» STATED EXERCISE
Starting at the beginning of the records and continuing through the line containing "0,337 -> 1000,505", reproduce those lines with "search phrase" substituted for "target query" and everything else unchanged. Leave the pictures out of your answer.

[BEGIN DATA EXTRACT]

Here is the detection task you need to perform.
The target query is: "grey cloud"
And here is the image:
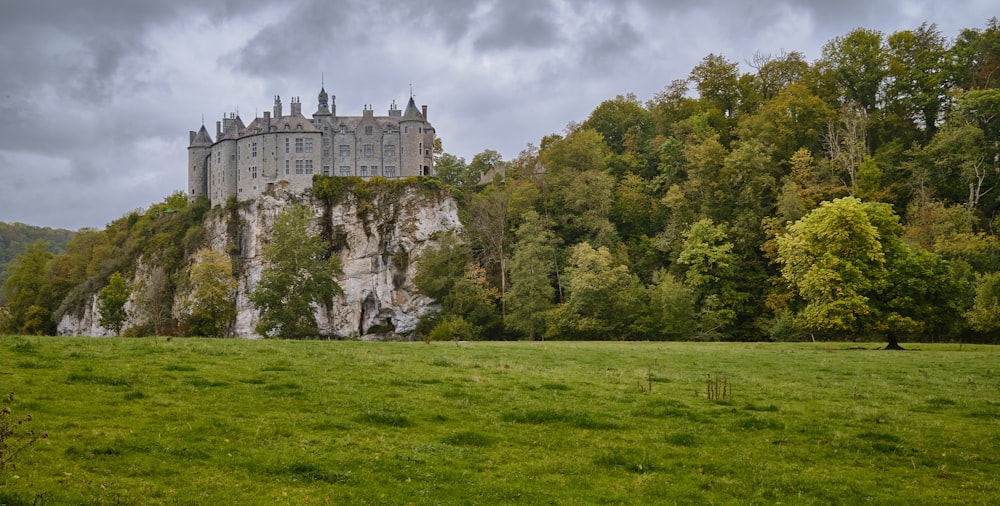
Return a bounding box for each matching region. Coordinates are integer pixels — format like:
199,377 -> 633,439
474,0 -> 561,51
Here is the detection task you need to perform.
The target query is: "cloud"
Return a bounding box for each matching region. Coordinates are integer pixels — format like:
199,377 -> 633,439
0,0 -> 996,228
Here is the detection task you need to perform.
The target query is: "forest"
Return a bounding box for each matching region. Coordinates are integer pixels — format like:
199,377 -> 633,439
0,18 -> 1000,348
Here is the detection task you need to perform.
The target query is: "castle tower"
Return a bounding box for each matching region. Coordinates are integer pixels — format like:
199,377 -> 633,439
399,97 -> 430,177
188,125 -> 212,201
208,113 -> 246,206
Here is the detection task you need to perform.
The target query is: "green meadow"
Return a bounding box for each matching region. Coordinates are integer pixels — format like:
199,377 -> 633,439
0,337 -> 1000,505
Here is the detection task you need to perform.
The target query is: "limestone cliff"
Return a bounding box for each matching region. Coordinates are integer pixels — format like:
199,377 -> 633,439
59,181 -> 461,339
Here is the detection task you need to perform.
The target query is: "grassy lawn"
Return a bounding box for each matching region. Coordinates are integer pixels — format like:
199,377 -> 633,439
0,337 -> 1000,504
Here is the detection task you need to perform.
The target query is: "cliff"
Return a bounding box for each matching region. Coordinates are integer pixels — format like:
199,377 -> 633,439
59,180 -> 461,339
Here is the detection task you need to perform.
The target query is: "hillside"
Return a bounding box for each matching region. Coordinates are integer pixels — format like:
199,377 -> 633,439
0,221 -> 76,284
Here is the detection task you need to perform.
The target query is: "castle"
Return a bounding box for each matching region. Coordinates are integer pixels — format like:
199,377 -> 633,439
188,87 -> 435,206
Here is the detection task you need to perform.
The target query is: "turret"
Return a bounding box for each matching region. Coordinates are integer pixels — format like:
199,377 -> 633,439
188,125 -> 212,200
399,96 -> 429,177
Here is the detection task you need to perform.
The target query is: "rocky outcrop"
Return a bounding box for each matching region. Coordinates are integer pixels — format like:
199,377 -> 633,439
59,182 -> 461,339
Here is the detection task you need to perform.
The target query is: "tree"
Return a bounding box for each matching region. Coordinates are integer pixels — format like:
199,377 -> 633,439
97,271 -> 132,335
434,153 -> 481,189
646,270 -> 697,341
505,211 -> 557,340
545,242 -> 646,341
136,265 -> 171,336
821,28 -> 889,116
677,218 -> 745,340
778,197 -> 957,349
180,250 -> 236,337
250,205 -> 343,338
690,54 -> 739,118
965,272 -> 1000,333
2,240 -> 55,334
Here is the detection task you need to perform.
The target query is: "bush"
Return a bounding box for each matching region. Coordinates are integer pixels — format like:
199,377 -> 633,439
427,315 -> 477,341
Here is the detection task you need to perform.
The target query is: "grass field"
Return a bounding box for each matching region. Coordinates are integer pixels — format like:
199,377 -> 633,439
0,337 -> 1000,504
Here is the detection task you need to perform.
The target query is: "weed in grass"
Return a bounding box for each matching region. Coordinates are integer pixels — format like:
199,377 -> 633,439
743,404 -> 778,413
123,390 -> 146,401
739,416 -> 785,430
594,448 -> 659,474
441,430 -> 493,447
0,392 -> 49,471
184,377 -> 229,388
163,364 -> 197,372
663,432 -> 697,446
357,406 -> 413,428
705,373 -> 733,401
503,409 -> 616,430
66,372 -> 132,387
542,383 -> 569,392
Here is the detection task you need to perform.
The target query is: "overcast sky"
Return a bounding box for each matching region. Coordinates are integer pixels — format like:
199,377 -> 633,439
0,0 -> 1000,229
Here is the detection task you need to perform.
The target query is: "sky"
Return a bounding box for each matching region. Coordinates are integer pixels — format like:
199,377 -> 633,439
0,0 -> 1000,230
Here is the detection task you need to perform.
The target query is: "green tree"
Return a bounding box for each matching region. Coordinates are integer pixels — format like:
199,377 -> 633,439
646,270 -> 697,341
250,205 -> 343,338
545,242 -> 646,341
434,153 -> 481,189
180,249 -> 236,337
97,271 -> 132,335
778,197 -> 957,349
3,240 -> 55,334
505,211 -> 556,340
965,272 -> 1000,335
677,219 -> 745,340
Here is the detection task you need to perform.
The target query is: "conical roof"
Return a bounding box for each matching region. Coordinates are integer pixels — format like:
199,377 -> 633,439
191,125 -> 212,146
400,97 -> 424,121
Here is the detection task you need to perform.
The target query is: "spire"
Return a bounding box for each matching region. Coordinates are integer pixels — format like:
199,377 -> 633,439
403,95 -> 424,121
191,124 -> 212,146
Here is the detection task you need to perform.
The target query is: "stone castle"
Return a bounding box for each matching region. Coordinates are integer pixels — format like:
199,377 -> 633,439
188,87 -> 435,206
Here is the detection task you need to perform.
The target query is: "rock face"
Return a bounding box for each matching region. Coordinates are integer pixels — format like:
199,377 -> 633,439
59,184 -> 461,339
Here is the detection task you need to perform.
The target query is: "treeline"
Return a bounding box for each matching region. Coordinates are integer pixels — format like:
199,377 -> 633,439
0,192 -> 208,335
0,221 -> 74,284
0,19 -> 1000,346
417,19 -> 1000,344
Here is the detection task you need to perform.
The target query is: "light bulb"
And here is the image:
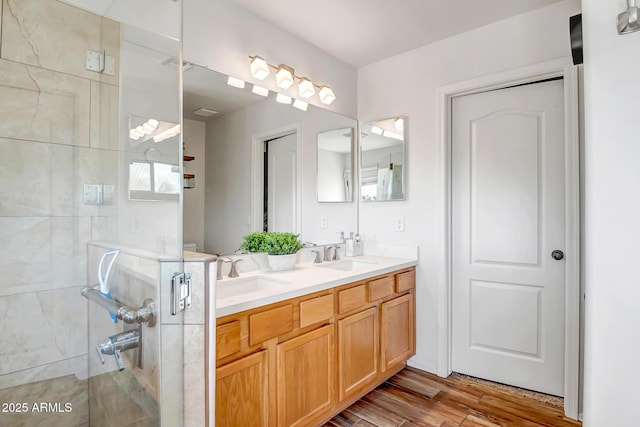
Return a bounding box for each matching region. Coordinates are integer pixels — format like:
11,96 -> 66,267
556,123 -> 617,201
318,86 -> 336,105
251,56 -> 269,80
276,65 -> 294,89
298,77 -> 316,98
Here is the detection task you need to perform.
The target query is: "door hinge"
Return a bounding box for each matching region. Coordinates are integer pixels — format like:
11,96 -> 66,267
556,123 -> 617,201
171,273 -> 191,315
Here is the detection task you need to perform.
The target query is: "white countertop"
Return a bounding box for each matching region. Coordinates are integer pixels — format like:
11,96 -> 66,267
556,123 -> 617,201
216,255 -> 418,317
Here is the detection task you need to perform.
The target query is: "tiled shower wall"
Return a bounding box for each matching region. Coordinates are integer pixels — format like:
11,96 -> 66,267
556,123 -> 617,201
0,0 -> 120,389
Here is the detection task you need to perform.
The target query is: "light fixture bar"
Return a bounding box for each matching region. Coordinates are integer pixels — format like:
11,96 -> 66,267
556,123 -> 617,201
293,99 -> 309,111
227,76 -> 244,89
249,55 -> 269,80
246,55 -> 336,105
251,85 -> 269,97
276,93 -> 291,104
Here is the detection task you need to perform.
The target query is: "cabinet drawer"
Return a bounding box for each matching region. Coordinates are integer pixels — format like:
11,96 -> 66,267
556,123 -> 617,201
338,285 -> 367,314
249,304 -> 293,345
369,276 -> 394,302
216,320 -> 240,359
396,270 -> 416,292
300,295 -> 333,328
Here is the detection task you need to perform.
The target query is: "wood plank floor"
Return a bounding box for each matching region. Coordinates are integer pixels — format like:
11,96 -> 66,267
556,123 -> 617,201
325,368 -> 582,427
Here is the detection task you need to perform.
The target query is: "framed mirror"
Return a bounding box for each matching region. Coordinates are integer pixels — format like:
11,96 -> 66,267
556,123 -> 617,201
316,128 -> 354,203
360,116 -> 407,202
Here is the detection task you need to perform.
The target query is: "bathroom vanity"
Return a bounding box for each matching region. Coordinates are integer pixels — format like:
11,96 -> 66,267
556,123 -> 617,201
215,257 -> 415,426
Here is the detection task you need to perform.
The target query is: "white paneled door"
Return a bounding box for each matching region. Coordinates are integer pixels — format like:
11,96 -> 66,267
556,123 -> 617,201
267,133 -> 298,233
451,80 -> 565,396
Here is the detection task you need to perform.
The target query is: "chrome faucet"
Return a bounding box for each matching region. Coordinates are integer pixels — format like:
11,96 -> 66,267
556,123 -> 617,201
96,329 -> 140,371
324,245 -> 336,261
227,258 -> 242,278
216,256 -> 231,280
311,248 -> 324,264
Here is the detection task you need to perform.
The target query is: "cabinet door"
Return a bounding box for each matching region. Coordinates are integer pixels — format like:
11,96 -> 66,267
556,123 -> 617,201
380,294 -> 415,372
216,350 -> 269,427
338,307 -> 378,400
276,325 -> 335,426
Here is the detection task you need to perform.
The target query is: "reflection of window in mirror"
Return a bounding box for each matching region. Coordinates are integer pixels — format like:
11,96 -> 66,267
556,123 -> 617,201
360,117 -> 406,202
129,116 -> 182,200
316,128 -> 353,203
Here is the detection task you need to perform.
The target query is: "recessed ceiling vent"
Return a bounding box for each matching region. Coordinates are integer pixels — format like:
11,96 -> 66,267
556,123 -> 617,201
193,108 -> 218,117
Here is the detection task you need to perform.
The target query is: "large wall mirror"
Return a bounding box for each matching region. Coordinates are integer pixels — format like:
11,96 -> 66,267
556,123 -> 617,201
183,64 -> 358,254
316,128 -> 354,203
360,117 -> 407,202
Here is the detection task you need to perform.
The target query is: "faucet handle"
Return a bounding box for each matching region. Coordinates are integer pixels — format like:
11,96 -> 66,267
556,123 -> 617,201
227,258 -> 244,278
324,245 -> 336,261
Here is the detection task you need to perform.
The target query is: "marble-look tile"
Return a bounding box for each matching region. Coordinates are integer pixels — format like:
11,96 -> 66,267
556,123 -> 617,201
183,262 -> 207,325
0,354 -> 88,389
158,325 -> 184,426
91,81 -> 120,150
1,0 -> 120,81
0,217 -> 91,296
73,147 -> 118,216
89,370 -> 158,427
0,138 -> 118,217
0,288 -> 87,375
0,375 -> 89,427
0,59 -> 91,146
184,325 -> 206,427
0,138 -> 74,216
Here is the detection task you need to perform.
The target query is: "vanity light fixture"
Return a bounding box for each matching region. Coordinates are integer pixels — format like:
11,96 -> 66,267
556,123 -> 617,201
318,86 -> 336,105
249,55 -> 269,80
382,130 -> 404,141
251,85 -> 269,97
276,93 -> 291,104
293,99 -> 309,111
246,55 -> 336,105
276,64 -> 295,89
298,77 -> 316,98
153,125 -> 180,142
227,76 -> 244,89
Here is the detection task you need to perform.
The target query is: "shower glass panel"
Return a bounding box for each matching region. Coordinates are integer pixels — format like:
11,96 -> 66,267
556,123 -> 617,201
0,0 -> 183,426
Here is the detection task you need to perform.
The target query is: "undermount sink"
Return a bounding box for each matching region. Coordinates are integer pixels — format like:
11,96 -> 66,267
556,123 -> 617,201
216,276 -> 289,299
318,259 -> 377,271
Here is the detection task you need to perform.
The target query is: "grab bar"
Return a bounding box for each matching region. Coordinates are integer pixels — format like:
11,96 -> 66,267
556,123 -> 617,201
80,286 -> 156,327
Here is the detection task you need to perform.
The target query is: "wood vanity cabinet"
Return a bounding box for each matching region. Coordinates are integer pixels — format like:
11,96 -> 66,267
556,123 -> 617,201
276,325 -> 335,426
216,267 -> 415,427
216,350 -> 269,427
338,307 -> 379,401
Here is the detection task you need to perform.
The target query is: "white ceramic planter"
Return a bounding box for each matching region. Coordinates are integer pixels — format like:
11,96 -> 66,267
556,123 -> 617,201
267,254 -> 296,271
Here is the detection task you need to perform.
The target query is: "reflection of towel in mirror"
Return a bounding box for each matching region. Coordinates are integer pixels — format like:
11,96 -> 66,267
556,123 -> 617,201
377,165 -> 402,200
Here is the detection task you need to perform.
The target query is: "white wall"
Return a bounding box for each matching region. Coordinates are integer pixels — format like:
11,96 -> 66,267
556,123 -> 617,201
582,0 -> 640,427
183,119 -> 206,249
358,0 -> 580,372
183,0 -> 356,117
204,99 -> 357,254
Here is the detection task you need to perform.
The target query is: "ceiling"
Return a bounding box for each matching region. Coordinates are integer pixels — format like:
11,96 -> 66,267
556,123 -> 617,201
229,0 -> 562,67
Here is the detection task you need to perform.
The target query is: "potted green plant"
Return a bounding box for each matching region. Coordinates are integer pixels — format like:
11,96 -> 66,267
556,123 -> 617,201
240,231 -> 302,271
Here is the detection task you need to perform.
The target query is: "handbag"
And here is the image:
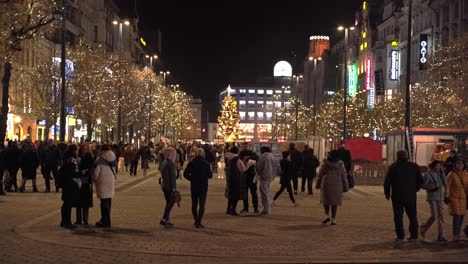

[END DATA EXTRACT]

» SOLUTION TO THIS EXERCISE
Here is the detection task you need to perform.
The search phrase is: "grey cloud"
And here is the image:
Return a bounding box for each matching region. Coordinates are integer pixels — format like:
199,377 -> 633,439
474,0 -> 561,51
Here is the detection task you need to perform.
The search phrase is: "cloud"
Return a bounding box for each matching region. Coordinates are integer pixels — format like:
199,377 -> 633,439
0,0 -> 996,228
Here is the detection task you need to perform.
The search phrase is: "forest"
Return a bounding box for each matching region. Coordinates are integer pixels — format like:
199,377 -> 633,439
0,18 -> 1000,348
Here is the detection task you need to perform.
The search phrase is: "castle tower"
Return a bounding box for each matching region. Coordinates are integer pixels — format like:
199,377 -> 633,439
399,97 -> 430,177
188,125 -> 212,201
208,113 -> 246,206
Here is the detection task you need to perform.
The search phrase is: "green meadow"
Return a bounding box for each matching region. Coordinates are integer pixels — format like:
199,377 -> 633,439
0,337 -> 1000,505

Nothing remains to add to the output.